Written exercise
Print the entries verbatim, leaving out the images they contain.

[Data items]
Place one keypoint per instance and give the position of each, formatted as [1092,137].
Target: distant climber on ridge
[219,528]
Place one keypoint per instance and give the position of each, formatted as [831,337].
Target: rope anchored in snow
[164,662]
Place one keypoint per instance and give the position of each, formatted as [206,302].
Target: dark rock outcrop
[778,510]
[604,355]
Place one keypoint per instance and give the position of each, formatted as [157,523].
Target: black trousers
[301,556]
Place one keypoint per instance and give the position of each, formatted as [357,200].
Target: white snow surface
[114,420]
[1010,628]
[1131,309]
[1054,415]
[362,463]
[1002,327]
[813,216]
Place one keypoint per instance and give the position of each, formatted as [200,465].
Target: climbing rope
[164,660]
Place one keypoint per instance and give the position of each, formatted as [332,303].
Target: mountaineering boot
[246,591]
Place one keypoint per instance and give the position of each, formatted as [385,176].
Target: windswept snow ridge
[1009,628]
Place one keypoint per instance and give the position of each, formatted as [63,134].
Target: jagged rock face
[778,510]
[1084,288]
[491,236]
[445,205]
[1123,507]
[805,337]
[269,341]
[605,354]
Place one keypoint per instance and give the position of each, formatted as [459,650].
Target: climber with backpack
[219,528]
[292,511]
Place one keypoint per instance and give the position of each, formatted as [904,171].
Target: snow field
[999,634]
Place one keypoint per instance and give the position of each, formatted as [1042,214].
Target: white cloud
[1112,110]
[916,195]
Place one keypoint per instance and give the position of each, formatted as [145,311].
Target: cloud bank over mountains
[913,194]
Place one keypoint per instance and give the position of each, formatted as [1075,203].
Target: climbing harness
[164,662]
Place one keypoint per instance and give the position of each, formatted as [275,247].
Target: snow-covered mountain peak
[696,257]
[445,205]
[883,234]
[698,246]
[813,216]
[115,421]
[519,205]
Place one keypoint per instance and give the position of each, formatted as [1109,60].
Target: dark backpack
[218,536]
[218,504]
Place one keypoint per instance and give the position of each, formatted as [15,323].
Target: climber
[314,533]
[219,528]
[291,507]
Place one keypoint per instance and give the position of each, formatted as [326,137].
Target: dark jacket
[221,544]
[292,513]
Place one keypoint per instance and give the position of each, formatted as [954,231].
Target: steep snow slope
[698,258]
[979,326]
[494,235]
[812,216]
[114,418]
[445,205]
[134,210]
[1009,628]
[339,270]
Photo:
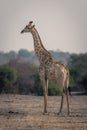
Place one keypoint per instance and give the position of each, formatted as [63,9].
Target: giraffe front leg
[61,105]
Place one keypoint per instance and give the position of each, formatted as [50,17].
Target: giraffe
[49,68]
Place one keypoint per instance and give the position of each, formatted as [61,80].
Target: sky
[62,24]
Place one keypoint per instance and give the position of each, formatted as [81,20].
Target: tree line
[21,76]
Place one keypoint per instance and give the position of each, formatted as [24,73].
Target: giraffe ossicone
[49,68]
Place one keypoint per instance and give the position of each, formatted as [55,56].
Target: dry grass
[20,112]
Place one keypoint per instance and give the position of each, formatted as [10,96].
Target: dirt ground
[20,112]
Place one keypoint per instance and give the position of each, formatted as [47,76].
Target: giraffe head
[28,28]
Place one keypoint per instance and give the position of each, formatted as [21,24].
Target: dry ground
[20,112]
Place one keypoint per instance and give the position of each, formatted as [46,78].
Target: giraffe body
[49,68]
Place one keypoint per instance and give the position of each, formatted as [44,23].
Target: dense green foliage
[20,74]
[78,70]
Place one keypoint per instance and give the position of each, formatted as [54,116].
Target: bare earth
[20,112]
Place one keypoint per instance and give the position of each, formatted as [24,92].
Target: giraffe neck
[40,51]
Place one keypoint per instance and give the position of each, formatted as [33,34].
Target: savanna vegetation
[19,72]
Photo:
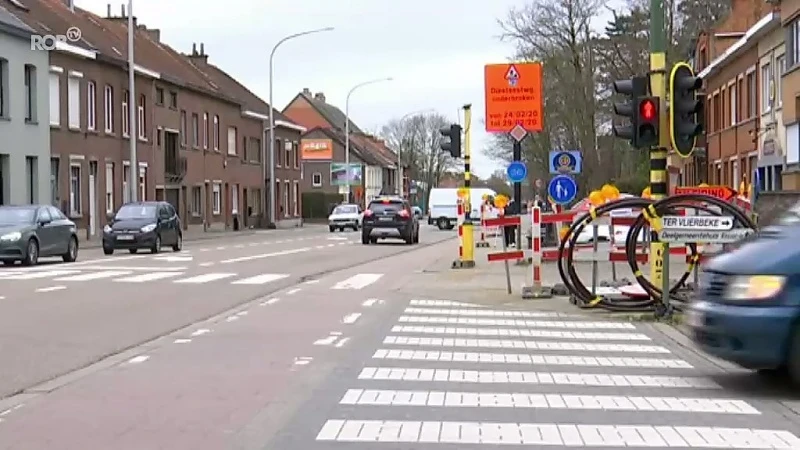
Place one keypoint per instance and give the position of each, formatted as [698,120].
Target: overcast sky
[434,49]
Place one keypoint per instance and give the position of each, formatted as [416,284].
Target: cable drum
[651,211]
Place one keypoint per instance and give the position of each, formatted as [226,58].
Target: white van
[443,207]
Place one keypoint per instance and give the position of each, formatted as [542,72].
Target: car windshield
[790,217]
[136,212]
[16,216]
[346,209]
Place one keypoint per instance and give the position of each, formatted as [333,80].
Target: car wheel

Response
Place one keypoint per instance and give the position of each, formatted as [1092,137].
Target: distant climber on ridge
[219,528]
Place one keypoint per instance and give the position of each, formatted as [831,337].
Target: rope anchored in snow
[164,662]
Place one keypoint per instance and give the position of each, formatted as [206,302].
Target: dark rock outcrop
[778,510]
[604,355]
Place one keypoint per instance and give the position of each, formatted as [157,523].
Target: black trousers
[301,556]
Place one keypoint per instance and give the position of each, formatted as [357,200].
Target: white snow surface
[114,420]
[1010,628]
[1131,309]
[1054,415]
[362,463]
[1002,327]
[813,216]
Place one keypoint per instance and give the position of each, formatted as [200,465].
Target: climbing rope
[164,660]
Place one keypoint per instance and give the position of each, formatted as [332,303].
Target: mountaineering boot
[246,591]
Place one keypoint per instance and give the position of each, formatted as [385,176].
Target: windswept snow ridge
[1009,628]
Place one keypoint per instance and give the position of each, formatted as [63,134].
Target: jagged rock face
[778,510]
[1084,288]
[491,236]
[445,205]
[1123,507]
[805,337]
[269,341]
[605,354]
Place one keypoint per instance and give the position of each, formatted as [459,650].
Target: climber with backpack
[219,528]
[292,511]
Place one keypoint per instance and give the position of each, formatted as [904,171].
Target: snow field
[999,634]
Place one keypoint per instance and give the position of each, formatted as [1042,214].
Target: white cloud
[1112,110]
[916,195]
Place one keypoint per instance and give the position of each, formatted as [145,311].
Target: cloud bank over mountains
[913,194]
Place one keypoint per instance and give the position of each, formatted as [1075,203].
Target: climbing harness
[164,662]
Place one keypoint per instance and give the position of each, formatted as [275,247].
Target: snow-covered mountain peak
[696,257]
[445,205]
[883,234]
[698,246]
[813,216]
[115,421]
[519,205]
Place one keypoint per instance and give the position of each, formatted as [1109,60].
Target: dark backpack
[218,536]
[218,504]
Place one keypoint per instance and give the position of each, formatted as [15,323].
Target: climber
[314,533]
[219,528]
[291,507]
Place one keypoint per instance and give the position of each, formatted as [326,137].
Target: dark jacket
[221,544]
[292,513]
Place one keypoint per instance and give the position of each, formatted as [954,231].
Target: steep snow slope
[698,258]
[979,326]
[494,235]
[812,216]
[114,418]
[445,205]
[134,210]
[1009,628]
[339,270]
Photo:
Place one keypoint per instance and give the position of each, formatted as [63,9].
Target: giraffe front leg
[61,105]
Place one keypoint per instance and give the position of each, formatted as [50,17].
Target: giraffe
[49,68]
Place one keypoint per instance and give the position of each, formatted as [61,80].
Target: sky
[62,24]
Place one keypoint per instance and give the position of each, formatted as [81,20].
Target: tree line
[21,76]
Place one keypoint per instance and give the position of each, formatted as [24,73].
Target: giraffe ossicone
[49,68]
Place one keypoint per instance and give the position of each, formatted as [55,56].
Target: dry grass
[20,112]
Place one keypoint per instance and give the position of each, formatted as [10,96].
Target: dirt ground
[20,112]
Place one keypoint per instance and give the position of each, formatted as [47,76].
Target: giraffe head
[28,28]
Place one keypoint per instance and give the position of each, formatted as [21,24].
Target: dry ground
[20,112]
Place one keypoint per instance and give the position of each, formatted as [46,78].
Target: giraffe body
[49,68]
Place one keypoint per instance and give the position of each, formatted as [44,23].
Target: dense green foliage
[20,74]
[78,70]
Place one keypoint per instance and give the position of each, formatted as [54,116].
Target: bare earth
[20,112]
Place one keypoint per instance and give the position of each, formatted as [24,92].
Target: giraffe neck
[40,51]
Place one keypoint per instance and give the position of each, formatted as [33,34].
Target: savanna vegetation
[19,72]
Photo:
Place one keypoint per instance and give the position of each, formatted as [698,120].
Target: overcast sky
[434,49]
Place one keypoint per instance and give the position of each, formatted as [416,284].
Target: cable drum
[651,211]
Place one keypoint per instance and give the position of each, formatted as [226,58].
Target: white van
[443,207]
Place one keypoint per instance and give the position of each, formatted as [542,72].
Target: car windshield
[790,217]
[136,212]
[16,216]
[346,209]
Place one keypoint per instance and give the position of each, formatted as [333,80].
Target: car wheel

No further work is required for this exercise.